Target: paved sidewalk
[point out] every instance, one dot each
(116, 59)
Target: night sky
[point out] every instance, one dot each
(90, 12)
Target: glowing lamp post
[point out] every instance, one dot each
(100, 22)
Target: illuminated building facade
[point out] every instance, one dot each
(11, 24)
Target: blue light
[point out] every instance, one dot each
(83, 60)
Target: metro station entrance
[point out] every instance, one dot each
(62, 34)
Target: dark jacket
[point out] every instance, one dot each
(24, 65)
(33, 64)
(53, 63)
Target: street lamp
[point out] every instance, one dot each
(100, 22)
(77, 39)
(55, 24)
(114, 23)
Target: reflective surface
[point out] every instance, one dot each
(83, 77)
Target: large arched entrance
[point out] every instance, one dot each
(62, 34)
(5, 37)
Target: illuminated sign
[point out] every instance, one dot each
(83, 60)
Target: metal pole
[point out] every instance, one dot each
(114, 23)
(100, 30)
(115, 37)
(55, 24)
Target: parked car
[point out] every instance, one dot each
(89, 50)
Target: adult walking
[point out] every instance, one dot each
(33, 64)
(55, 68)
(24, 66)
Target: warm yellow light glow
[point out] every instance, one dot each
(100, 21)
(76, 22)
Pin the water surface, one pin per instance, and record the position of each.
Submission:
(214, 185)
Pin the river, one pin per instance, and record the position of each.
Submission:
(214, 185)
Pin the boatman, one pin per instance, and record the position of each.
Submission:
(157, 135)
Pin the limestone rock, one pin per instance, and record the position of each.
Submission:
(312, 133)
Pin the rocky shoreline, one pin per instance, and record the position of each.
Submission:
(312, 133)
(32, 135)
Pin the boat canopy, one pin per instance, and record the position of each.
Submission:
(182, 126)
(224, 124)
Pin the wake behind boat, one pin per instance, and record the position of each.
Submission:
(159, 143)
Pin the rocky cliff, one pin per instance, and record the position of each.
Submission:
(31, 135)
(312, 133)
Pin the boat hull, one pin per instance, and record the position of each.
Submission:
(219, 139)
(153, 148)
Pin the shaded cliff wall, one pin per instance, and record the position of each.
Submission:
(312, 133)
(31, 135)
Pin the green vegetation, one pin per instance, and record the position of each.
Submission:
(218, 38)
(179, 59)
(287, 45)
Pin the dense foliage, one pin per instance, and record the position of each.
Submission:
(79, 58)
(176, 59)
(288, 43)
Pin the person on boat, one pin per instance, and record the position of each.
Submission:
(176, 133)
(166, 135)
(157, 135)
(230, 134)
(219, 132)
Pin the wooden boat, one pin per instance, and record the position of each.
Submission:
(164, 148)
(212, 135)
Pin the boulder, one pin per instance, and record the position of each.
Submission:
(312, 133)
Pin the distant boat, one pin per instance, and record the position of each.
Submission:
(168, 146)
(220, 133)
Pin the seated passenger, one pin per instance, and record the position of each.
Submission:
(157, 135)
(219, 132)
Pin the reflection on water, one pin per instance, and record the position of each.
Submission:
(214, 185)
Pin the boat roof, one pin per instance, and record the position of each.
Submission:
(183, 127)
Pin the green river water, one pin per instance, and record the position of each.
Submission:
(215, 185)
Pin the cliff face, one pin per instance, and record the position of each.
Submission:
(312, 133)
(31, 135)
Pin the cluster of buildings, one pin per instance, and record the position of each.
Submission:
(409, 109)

## HOW TO COMPLETE THIS TASK
Report how many lines in the material contain "cliff". Write the number and stop.

## SOLUTION
3